→ Extracted material:

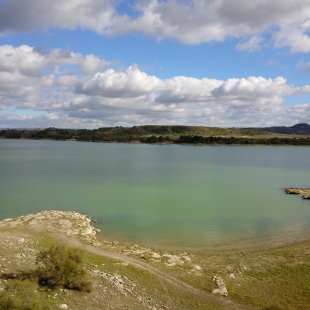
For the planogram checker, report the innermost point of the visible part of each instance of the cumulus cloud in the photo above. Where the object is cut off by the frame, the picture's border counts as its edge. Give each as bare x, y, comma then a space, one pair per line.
252, 45
110, 83
190, 22
45, 83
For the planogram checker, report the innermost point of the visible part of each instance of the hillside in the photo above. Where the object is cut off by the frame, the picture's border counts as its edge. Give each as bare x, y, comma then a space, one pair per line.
295, 135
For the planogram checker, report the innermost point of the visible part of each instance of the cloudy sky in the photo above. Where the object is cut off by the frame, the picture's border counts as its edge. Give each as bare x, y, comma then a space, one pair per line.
96, 63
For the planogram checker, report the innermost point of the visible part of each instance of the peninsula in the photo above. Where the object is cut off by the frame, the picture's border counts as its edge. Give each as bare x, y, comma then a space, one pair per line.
137, 277
296, 135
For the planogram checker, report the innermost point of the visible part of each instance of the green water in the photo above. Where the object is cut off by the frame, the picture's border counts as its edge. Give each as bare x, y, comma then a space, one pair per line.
194, 197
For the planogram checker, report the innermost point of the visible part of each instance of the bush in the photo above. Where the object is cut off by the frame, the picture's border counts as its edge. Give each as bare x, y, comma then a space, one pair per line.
23, 295
62, 266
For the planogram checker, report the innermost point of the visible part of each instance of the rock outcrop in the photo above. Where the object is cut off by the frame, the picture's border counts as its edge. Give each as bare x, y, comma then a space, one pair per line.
304, 192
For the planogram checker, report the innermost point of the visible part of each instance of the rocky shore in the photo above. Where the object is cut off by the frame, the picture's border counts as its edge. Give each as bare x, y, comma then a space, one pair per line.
137, 277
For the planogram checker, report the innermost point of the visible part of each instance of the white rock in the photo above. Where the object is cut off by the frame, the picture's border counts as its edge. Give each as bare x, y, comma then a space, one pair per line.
198, 268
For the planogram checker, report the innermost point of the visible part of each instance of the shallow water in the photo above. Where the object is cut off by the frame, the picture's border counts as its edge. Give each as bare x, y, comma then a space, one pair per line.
189, 197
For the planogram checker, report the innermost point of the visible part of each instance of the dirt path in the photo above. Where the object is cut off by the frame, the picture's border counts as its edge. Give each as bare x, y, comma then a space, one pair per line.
214, 300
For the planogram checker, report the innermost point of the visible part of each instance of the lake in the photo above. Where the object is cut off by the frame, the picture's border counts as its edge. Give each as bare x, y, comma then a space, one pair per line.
167, 196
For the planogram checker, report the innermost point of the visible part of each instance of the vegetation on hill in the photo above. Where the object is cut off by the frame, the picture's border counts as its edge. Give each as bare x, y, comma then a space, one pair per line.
170, 134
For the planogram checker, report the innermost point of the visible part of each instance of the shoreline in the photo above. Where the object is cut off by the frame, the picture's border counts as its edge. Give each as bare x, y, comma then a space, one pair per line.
140, 276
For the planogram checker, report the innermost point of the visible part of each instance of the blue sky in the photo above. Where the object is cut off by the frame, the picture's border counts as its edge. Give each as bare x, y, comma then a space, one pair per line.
90, 64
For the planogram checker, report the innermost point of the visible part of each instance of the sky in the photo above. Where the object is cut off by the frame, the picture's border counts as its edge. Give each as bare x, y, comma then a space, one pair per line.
102, 63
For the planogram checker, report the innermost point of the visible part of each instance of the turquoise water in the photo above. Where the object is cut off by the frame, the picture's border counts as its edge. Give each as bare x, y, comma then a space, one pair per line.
194, 197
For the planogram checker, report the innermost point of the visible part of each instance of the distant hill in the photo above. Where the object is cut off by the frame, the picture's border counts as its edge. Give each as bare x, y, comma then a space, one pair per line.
298, 129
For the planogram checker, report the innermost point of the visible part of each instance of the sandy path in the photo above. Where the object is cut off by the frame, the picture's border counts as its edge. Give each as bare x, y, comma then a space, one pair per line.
213, 300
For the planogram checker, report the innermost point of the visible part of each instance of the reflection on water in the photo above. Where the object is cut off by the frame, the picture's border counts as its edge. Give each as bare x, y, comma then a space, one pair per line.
162, 195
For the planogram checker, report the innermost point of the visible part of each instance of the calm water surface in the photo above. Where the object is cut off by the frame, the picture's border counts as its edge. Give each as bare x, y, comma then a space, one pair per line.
194, 197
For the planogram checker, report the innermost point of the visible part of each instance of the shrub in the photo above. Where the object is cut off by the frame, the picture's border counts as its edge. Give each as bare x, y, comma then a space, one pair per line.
62, 266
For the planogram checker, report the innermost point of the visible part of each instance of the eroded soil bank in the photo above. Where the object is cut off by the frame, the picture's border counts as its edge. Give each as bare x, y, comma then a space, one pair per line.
136, 277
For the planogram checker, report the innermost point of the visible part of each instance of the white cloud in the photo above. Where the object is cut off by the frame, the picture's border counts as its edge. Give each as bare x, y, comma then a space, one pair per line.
252, 45
42, 81
110, 83
190, 22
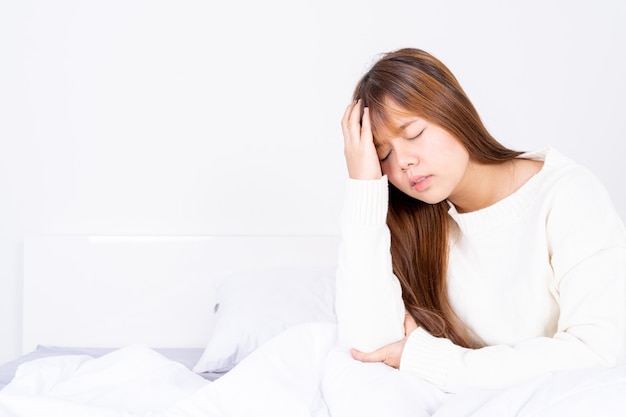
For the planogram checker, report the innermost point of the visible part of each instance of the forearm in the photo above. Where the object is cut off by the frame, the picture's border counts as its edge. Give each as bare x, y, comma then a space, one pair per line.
369, 303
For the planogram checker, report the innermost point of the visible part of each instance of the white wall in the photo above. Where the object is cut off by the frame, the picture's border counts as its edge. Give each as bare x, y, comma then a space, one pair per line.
200, 117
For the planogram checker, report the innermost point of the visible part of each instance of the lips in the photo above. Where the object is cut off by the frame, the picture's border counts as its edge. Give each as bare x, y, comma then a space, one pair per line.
420, 182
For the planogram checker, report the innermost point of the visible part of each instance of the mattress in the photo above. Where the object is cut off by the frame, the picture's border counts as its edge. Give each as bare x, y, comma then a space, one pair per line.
186, 356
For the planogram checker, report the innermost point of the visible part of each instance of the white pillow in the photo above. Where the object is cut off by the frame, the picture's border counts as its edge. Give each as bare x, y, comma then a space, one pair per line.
256, 305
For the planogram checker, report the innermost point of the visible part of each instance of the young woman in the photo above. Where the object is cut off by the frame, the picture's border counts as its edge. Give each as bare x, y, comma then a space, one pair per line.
463, 262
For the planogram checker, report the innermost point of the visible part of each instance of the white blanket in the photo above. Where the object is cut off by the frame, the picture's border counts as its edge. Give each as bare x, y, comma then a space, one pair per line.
298, 373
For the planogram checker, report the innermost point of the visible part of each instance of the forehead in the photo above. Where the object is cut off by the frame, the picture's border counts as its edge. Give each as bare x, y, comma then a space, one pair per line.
392, 122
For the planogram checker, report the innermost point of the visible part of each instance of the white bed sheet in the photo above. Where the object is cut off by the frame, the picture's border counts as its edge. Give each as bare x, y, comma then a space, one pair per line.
295, 374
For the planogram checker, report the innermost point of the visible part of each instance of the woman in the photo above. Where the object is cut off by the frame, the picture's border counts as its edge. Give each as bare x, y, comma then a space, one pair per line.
463, 262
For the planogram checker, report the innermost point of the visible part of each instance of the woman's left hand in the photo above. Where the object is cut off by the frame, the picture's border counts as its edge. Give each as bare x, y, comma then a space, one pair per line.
392, 353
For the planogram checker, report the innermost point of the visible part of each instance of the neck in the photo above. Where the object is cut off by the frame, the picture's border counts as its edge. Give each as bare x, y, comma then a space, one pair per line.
484, 185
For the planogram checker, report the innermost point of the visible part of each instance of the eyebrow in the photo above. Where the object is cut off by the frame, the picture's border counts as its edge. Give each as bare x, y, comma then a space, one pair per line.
410, 122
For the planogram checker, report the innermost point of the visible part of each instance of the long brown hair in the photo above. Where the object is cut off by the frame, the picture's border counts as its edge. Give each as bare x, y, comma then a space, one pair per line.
422, 85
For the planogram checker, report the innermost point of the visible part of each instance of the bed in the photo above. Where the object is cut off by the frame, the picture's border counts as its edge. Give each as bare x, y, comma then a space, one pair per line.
225, 326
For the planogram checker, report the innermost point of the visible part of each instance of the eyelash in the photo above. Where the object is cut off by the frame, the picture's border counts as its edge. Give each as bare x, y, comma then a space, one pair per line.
383, 159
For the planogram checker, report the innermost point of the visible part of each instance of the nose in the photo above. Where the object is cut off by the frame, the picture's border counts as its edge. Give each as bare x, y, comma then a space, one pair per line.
405, 159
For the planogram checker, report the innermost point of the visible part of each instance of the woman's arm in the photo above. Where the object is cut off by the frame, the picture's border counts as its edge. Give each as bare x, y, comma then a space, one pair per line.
369, 304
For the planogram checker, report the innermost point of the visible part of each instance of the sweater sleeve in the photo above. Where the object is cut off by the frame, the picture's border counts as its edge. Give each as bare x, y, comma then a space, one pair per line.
587, 251
369, 306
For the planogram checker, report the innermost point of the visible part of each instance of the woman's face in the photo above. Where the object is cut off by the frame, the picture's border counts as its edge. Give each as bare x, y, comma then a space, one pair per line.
423, 160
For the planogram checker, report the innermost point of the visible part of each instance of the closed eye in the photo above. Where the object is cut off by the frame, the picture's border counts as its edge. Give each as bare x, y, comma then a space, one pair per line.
417, 136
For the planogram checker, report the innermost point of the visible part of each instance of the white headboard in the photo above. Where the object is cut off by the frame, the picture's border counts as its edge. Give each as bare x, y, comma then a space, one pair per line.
110, 291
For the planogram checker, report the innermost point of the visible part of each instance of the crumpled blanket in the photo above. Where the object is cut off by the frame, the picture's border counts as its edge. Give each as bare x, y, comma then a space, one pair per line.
301, 372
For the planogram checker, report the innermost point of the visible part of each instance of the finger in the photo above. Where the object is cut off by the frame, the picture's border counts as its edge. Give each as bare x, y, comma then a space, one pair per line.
375, 356
351, 131
354, 121
366, 125
409, 324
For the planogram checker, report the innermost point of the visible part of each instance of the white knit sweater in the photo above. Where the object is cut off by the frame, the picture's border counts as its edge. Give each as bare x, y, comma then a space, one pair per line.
540, 276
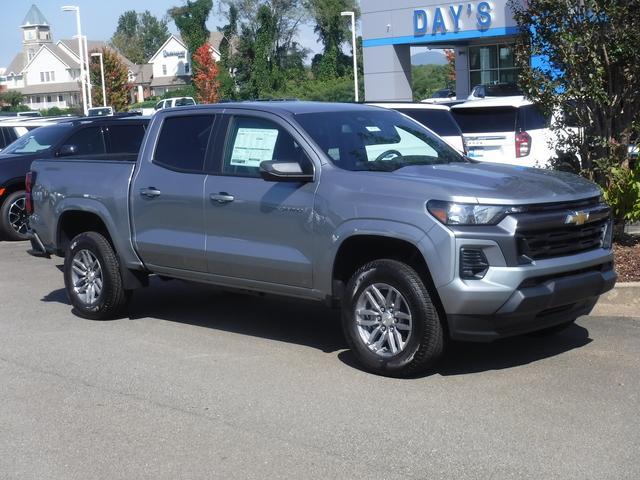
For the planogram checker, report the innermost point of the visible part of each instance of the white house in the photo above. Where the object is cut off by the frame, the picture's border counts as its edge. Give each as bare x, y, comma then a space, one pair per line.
47, 73
169, 68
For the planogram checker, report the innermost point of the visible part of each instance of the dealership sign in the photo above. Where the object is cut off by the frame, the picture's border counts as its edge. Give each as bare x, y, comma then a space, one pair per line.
452, 18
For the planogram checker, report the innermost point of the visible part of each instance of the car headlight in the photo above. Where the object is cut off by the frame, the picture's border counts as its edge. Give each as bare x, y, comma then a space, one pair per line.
451, 213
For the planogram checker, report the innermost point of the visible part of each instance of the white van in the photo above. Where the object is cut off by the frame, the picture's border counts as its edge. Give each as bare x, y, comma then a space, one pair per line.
505, 130
436, 118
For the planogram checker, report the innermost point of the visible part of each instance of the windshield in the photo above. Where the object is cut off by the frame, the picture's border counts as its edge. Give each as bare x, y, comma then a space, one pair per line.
181, 102
366, 140
37, 140
485, 119
440, 121
442, 94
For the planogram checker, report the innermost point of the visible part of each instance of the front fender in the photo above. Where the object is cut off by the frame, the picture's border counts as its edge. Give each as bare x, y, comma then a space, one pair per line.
361, 227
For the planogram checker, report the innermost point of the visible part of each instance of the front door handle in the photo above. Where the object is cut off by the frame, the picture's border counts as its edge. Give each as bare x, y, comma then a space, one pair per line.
150, 192
222, 197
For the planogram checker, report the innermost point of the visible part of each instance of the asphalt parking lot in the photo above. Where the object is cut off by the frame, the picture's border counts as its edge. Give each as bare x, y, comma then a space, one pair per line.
205, 384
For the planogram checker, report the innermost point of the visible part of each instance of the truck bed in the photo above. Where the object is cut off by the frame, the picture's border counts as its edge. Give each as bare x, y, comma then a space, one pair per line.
90, 185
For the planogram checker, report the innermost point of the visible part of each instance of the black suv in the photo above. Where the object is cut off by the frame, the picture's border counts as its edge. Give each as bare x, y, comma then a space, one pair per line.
110, 138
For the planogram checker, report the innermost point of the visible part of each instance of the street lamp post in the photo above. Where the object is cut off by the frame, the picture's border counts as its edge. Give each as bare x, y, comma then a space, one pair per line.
86, 72
104, 90
73, 8
355, 60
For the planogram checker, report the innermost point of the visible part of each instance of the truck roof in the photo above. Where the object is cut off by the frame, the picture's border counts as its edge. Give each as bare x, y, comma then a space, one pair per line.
292, 107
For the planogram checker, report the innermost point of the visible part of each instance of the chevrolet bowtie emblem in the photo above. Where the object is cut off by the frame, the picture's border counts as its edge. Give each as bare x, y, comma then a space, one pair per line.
577, 218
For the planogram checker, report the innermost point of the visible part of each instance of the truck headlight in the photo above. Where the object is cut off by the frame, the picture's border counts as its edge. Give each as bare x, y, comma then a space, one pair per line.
451, 213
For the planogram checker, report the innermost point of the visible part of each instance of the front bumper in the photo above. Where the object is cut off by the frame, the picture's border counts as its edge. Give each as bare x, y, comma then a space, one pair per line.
545, 304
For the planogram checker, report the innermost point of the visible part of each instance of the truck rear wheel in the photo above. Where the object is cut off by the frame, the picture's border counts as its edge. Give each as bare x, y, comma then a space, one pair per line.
13, 220
92, 278
390, 321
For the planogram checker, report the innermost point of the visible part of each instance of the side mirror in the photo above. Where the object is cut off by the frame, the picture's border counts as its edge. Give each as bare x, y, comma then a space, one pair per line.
67, 150
279, 171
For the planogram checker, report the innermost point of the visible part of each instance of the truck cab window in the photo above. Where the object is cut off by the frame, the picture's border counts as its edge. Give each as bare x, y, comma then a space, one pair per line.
182, 143
125, 139
255, 140
88, 141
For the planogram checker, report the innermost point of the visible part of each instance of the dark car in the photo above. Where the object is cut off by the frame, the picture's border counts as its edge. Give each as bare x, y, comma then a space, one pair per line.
494, 90
108, 138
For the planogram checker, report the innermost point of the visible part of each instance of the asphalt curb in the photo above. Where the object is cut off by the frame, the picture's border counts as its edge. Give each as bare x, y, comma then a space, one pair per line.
622, 301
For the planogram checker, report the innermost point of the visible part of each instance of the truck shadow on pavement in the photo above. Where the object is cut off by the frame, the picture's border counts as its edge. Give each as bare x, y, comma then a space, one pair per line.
317, 326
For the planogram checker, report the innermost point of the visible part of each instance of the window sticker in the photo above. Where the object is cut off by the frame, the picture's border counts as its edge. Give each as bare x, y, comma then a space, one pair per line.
253, 145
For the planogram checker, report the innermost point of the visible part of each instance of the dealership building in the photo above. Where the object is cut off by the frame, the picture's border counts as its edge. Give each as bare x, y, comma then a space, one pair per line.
481, 33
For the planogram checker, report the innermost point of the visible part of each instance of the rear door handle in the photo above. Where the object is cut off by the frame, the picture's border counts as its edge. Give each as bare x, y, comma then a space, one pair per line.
150, 192
222, 197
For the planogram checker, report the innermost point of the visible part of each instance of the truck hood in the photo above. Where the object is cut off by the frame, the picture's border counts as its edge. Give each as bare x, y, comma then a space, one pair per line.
499, 184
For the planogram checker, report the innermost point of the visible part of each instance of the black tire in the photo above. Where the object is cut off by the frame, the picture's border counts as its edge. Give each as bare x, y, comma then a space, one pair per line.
112, 299
549, 331
425, 344
6, 211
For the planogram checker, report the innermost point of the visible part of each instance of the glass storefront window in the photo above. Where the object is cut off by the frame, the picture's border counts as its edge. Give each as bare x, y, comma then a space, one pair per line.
492, 64
483, 58
506, 56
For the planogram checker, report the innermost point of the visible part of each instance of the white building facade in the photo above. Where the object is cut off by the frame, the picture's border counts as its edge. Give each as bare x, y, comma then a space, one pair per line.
47, 73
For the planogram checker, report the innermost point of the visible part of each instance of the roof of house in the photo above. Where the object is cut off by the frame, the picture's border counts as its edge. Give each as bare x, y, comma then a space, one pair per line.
180, 80
17, 64
143, 73
34, 17
50, 88
92, 45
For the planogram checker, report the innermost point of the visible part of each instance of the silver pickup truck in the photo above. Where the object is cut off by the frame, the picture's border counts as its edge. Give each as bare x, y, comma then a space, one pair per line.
354, 205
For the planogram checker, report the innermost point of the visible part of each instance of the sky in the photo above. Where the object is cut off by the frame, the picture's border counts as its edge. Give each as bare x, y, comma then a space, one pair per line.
99, 20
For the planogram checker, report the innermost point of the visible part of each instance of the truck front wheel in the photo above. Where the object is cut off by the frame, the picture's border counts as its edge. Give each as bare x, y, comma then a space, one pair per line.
92, 278
390, 321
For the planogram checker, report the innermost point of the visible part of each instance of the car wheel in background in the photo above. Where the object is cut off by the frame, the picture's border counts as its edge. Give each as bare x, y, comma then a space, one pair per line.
13, 223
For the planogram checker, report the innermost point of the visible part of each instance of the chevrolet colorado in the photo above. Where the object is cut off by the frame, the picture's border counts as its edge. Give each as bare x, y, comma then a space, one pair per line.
355, 205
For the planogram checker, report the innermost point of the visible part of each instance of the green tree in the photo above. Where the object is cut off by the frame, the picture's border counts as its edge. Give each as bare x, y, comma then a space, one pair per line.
191, 20
139, 35
591, 73
116, 80
228, 59
333, 31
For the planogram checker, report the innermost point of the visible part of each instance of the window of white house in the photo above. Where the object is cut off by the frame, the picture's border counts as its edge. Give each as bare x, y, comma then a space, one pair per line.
47, 77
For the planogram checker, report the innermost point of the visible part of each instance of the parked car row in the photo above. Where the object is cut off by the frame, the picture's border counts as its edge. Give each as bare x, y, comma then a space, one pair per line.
358, 206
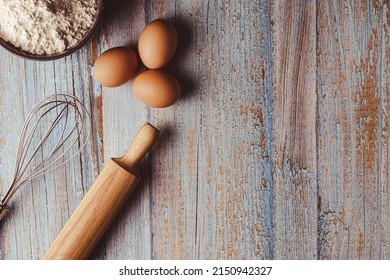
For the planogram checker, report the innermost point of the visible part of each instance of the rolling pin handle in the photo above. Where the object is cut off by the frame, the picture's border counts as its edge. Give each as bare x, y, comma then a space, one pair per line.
144, 140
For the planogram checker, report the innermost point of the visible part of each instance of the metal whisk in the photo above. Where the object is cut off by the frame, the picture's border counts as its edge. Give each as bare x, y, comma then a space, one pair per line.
55, 131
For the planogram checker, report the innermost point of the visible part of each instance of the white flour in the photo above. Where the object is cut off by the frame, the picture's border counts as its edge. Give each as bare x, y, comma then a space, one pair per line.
46, 26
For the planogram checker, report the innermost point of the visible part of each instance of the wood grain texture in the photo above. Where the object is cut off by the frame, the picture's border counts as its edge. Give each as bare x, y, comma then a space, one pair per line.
353, 135
294, 132
277, 149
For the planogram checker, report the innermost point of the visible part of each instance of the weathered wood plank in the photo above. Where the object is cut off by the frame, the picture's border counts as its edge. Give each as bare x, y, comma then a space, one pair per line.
294, 130
353, 135
234, 90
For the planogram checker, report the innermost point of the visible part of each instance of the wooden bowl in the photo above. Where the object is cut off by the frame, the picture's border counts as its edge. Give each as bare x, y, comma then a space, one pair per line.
19, 52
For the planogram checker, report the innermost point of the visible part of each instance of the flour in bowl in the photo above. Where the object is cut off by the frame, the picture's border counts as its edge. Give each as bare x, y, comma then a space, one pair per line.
46, 26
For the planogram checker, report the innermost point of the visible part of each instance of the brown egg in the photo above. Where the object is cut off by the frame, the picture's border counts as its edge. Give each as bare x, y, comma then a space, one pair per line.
156, 88
157, 43
115, 66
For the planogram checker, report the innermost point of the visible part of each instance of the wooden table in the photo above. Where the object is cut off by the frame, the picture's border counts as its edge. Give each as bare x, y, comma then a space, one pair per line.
278, 149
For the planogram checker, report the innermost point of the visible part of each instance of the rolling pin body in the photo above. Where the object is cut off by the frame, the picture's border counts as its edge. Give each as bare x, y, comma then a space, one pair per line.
103, 201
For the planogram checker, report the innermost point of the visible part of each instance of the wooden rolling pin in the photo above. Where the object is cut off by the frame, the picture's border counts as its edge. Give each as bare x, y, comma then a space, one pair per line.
103, 201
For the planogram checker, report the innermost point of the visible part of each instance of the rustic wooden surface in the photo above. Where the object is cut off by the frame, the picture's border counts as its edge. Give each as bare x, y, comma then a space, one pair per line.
278, 148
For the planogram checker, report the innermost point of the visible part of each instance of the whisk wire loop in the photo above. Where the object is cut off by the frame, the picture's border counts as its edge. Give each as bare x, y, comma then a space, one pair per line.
70, 135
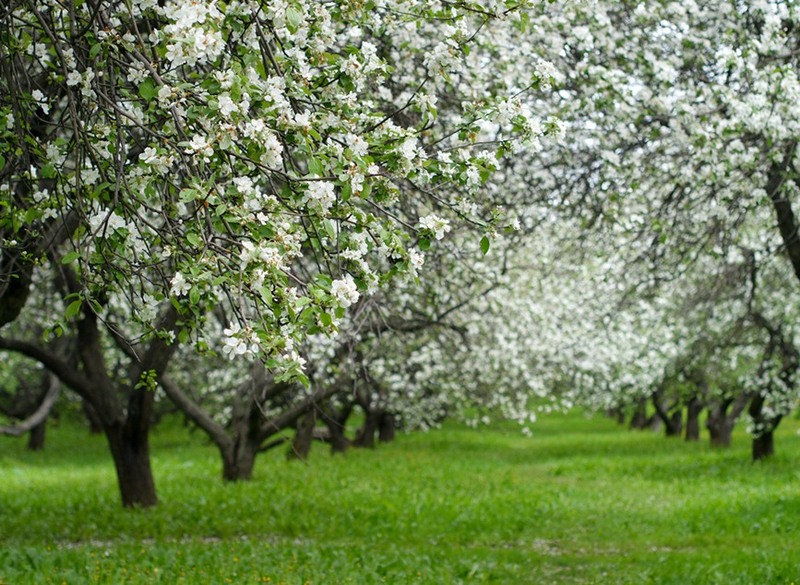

→ Instructions to follow: Each line from the one with "the wooden rolling" to the final line of the data above is to be printed exactly; no picture should appear in the copy.

→ Output of the task:
For the planogram checker, report the innermost point of the visible part of each instance of the wooden rolling pin in the photo above. Where the object is cut off by the frame, the picture's border counts as its edge. Give each as bare x, y, comma then a space, one pair per line.
103, 201
For the planogram checker, report the innermost point of the visible part of each instance of the rustic wooden surface in the photo above. Where the object is cut off by the frame, the picture's border counts as its edge. Give each as bare x, y, comma then a space, one pair per line.
278, 148
For the planogram checker, report the innermost point of the visible part of each instance of the whisk wire loop in the photo above. Where the object is cut off by the frame, the picture's border counts as its edge. Give each as bare x, y, comma then a space, one pair per line.
70, 135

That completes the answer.